> _Assignment_
Each line from the one containing "the yellow painted" to the last line of the listing below must be reproduced exactly, and nothing more.

-=-=-=-=-

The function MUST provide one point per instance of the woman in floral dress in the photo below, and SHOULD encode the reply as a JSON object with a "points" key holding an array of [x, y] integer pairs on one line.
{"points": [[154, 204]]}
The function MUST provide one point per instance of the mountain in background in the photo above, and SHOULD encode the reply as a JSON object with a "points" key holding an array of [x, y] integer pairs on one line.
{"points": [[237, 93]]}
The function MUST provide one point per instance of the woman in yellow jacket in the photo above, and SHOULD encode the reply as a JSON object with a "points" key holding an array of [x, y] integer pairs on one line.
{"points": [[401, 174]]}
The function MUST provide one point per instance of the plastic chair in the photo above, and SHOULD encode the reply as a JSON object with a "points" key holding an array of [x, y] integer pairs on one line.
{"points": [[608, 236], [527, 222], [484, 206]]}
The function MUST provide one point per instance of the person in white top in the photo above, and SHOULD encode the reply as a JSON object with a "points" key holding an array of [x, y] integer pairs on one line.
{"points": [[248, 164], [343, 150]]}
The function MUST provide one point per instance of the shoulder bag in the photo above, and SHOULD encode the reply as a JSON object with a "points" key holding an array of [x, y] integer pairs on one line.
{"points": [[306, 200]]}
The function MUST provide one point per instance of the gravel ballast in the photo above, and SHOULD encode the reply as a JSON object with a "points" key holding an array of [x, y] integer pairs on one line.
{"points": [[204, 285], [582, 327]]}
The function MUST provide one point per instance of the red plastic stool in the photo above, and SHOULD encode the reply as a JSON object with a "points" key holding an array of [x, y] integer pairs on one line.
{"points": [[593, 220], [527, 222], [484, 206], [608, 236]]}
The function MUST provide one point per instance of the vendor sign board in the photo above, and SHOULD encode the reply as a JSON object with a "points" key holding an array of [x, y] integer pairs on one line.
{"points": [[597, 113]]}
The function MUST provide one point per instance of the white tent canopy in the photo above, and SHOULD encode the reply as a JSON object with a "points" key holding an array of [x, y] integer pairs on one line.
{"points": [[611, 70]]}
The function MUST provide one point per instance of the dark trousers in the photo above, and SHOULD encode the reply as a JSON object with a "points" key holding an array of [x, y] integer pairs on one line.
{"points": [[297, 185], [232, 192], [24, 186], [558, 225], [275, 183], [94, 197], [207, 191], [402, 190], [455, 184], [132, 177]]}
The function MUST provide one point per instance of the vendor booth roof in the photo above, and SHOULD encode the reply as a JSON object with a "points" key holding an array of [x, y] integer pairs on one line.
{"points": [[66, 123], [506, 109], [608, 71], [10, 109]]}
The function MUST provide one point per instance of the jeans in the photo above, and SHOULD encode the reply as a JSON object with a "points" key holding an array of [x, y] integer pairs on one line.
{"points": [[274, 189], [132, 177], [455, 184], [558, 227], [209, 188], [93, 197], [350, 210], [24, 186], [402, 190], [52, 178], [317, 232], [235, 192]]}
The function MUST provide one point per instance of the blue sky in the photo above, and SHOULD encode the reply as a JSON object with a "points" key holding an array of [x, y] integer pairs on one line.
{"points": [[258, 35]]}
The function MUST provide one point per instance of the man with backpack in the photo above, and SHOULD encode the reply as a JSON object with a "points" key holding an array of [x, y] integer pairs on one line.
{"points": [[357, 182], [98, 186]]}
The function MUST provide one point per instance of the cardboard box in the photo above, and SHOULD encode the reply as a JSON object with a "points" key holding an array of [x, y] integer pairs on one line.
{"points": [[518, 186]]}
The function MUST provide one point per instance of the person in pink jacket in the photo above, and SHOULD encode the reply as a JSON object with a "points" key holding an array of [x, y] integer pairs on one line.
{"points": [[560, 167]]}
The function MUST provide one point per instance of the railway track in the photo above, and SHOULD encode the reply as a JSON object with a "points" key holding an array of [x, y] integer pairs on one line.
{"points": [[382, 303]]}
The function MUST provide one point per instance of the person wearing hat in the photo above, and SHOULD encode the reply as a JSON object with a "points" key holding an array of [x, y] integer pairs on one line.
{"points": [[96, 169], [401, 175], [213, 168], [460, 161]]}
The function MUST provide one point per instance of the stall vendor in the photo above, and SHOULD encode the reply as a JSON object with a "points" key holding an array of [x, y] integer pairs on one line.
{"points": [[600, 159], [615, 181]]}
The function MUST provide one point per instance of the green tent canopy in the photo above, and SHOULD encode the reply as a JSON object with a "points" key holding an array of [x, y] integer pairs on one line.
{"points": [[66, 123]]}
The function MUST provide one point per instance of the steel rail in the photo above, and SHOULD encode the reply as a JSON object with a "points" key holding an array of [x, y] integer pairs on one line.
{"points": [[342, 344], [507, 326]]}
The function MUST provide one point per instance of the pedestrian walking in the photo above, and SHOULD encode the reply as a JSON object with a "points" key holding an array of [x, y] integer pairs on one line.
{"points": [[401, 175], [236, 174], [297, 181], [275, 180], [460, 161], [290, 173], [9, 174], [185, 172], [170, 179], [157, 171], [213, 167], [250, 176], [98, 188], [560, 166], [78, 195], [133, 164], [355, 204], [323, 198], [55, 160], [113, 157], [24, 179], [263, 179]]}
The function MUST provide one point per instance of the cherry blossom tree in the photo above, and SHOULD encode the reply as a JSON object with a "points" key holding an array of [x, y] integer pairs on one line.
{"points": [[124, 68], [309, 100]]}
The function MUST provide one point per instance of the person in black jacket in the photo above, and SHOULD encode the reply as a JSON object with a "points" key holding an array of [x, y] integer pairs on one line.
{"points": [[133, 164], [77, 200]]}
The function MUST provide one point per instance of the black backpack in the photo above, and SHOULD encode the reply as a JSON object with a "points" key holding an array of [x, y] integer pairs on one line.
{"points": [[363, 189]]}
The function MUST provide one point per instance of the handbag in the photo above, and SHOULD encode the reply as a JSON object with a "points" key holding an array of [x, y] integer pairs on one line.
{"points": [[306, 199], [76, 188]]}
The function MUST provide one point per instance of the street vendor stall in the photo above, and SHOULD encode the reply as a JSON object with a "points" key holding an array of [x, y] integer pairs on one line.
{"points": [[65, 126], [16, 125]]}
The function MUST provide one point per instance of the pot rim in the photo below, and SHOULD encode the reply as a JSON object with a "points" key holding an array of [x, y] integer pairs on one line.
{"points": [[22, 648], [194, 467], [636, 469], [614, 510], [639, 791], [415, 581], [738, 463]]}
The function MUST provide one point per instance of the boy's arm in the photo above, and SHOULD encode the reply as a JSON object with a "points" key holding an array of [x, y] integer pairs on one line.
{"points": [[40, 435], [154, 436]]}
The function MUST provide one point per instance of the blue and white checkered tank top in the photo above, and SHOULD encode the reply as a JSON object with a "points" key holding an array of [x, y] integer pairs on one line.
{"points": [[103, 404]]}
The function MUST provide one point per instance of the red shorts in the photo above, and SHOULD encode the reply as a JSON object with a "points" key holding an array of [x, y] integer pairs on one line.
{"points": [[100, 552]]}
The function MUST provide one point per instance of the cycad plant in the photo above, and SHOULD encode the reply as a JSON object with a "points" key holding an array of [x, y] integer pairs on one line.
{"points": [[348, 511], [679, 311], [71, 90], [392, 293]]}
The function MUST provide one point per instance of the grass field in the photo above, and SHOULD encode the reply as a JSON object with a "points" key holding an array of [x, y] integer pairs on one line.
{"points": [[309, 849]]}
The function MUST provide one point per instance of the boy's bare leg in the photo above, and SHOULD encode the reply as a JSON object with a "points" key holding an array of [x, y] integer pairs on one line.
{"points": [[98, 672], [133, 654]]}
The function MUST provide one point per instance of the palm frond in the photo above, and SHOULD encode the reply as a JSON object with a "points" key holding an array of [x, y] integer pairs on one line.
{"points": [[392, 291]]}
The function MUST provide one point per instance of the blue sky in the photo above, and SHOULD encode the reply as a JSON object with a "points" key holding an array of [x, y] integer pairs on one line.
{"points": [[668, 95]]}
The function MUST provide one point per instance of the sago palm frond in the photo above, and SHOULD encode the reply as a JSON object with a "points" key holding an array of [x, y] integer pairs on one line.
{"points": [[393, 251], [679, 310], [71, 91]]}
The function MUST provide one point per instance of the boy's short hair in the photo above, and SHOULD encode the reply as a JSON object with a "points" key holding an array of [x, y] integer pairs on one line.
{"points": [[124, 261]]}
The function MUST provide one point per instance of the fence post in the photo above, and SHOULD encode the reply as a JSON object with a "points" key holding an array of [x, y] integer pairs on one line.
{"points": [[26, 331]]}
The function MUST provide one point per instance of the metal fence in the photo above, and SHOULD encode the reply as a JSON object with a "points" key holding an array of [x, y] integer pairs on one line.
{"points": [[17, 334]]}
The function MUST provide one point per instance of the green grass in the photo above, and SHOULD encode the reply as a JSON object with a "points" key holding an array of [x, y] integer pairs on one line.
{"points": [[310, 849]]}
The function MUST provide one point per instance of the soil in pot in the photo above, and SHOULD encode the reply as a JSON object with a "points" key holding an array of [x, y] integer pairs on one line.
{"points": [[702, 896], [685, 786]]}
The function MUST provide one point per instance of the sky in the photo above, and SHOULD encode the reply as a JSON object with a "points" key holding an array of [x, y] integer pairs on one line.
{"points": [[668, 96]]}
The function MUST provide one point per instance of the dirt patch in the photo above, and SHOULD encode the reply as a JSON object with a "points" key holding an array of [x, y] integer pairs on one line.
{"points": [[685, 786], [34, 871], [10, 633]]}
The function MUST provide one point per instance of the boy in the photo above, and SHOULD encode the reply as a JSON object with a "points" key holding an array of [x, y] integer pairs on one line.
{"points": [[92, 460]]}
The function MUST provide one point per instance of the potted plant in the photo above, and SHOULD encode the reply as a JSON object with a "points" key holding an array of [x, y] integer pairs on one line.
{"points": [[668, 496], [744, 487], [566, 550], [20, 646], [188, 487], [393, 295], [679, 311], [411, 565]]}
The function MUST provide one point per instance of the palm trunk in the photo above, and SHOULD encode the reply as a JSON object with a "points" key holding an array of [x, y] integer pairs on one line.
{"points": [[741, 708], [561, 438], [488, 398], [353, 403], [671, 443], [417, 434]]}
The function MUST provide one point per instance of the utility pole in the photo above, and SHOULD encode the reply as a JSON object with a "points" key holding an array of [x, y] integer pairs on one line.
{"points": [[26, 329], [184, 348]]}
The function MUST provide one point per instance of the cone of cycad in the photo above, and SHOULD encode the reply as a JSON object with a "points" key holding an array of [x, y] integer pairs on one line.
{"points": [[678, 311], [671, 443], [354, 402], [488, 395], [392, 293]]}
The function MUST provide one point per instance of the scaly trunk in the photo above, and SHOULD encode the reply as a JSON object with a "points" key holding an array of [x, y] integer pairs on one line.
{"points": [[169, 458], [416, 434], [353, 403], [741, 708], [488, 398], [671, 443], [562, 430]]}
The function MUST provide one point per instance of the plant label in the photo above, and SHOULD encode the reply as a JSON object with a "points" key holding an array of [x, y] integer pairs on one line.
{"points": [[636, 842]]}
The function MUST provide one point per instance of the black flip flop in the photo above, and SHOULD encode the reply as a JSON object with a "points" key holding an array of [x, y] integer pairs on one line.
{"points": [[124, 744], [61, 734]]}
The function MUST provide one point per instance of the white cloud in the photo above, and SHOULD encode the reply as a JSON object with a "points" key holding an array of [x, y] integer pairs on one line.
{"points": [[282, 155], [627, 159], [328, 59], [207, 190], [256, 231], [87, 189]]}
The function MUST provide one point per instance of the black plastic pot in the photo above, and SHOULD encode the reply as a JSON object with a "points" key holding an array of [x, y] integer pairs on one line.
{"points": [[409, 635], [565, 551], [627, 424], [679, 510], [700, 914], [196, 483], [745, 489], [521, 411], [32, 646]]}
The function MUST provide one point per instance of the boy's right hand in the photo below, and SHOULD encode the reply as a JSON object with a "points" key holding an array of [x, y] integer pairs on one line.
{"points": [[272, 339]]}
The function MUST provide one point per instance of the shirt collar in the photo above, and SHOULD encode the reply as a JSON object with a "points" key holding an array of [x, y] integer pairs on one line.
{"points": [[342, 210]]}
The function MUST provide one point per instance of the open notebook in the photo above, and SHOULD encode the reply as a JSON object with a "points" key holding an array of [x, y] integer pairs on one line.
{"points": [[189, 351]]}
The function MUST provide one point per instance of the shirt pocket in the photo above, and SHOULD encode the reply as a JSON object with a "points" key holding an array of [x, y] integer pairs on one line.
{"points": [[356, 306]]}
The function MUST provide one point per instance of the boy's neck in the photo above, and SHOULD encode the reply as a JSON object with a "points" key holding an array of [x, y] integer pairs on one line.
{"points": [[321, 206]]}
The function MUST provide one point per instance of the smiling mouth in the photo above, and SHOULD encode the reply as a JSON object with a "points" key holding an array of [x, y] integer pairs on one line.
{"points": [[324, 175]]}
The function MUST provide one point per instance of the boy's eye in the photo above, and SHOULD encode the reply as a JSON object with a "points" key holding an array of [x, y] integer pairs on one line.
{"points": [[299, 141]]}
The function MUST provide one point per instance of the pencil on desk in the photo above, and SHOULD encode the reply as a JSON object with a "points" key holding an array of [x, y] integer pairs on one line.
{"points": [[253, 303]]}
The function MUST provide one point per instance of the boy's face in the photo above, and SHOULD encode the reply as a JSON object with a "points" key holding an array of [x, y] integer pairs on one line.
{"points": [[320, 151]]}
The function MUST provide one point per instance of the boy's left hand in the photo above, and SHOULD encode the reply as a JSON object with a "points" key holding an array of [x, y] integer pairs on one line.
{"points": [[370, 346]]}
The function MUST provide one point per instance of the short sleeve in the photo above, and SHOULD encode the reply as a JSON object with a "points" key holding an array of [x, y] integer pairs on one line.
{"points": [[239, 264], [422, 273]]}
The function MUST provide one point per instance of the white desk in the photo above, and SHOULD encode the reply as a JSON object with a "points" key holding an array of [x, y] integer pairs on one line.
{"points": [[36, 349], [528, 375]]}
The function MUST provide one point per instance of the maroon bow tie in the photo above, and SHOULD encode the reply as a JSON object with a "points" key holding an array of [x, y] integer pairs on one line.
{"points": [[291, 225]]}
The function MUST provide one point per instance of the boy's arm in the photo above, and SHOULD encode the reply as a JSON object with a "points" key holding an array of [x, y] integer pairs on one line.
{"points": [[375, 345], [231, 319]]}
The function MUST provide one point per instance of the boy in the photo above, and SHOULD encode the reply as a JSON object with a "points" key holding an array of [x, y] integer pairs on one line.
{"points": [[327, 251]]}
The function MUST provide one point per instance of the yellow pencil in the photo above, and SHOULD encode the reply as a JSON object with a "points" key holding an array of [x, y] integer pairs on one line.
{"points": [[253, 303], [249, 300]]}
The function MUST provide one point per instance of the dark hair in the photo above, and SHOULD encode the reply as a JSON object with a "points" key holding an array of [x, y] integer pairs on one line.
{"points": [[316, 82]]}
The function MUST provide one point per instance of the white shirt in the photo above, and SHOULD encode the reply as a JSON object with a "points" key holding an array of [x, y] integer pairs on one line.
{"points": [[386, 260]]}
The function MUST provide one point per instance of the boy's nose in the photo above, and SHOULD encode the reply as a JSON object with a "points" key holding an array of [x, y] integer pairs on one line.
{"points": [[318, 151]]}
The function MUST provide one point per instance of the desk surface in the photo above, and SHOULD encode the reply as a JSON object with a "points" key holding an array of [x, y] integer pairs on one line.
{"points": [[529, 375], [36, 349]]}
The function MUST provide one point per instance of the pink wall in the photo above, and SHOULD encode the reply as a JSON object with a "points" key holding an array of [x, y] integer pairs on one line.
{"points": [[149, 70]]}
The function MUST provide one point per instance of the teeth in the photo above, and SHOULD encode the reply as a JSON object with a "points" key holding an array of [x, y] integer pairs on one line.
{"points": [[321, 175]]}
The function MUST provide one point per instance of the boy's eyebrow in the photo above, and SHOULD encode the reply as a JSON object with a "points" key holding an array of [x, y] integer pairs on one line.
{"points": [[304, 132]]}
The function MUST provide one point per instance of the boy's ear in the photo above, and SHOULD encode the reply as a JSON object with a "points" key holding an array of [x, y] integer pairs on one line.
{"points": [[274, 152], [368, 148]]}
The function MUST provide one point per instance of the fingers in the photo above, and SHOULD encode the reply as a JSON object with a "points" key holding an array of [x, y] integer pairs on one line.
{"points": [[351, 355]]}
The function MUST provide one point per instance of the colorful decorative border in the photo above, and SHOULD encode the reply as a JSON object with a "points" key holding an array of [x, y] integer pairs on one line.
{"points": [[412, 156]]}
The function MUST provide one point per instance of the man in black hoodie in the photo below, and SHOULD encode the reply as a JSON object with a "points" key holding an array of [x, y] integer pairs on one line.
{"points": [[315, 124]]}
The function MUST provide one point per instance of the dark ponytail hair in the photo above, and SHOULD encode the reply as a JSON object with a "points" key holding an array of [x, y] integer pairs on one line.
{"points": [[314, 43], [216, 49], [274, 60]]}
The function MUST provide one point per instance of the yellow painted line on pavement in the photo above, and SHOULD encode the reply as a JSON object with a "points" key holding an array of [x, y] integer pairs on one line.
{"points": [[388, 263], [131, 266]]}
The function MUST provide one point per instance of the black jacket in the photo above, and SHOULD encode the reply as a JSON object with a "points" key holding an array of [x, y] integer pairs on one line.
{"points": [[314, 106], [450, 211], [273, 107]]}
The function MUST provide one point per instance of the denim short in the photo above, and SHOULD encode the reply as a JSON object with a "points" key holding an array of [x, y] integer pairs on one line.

-=-=-=-=-

> _Written answer_
The function MUST provide one point per instance of the yellow painted line on pavement in the photo above, and SHOULD encode the reply as a JSON object with a "points" key holding an array of [x, y] integer pairs on one line.
{"points": [[388, 263], [131, 266]]}
The function MUST provide one point per instance of the black jacket in the photo above, and SHOULD encode the reply as a JSON object with a "points" key holding an array of [x, y] integer pairs on one line.
{"points": [[314, 106], [450, 211], [273, 107]]}
The function MUST provide one point per instance of the denim short in the photo above, and SHOULD encode the reply as a JSON object with a "points" key holding an array of [x, y] integer pairs on one line.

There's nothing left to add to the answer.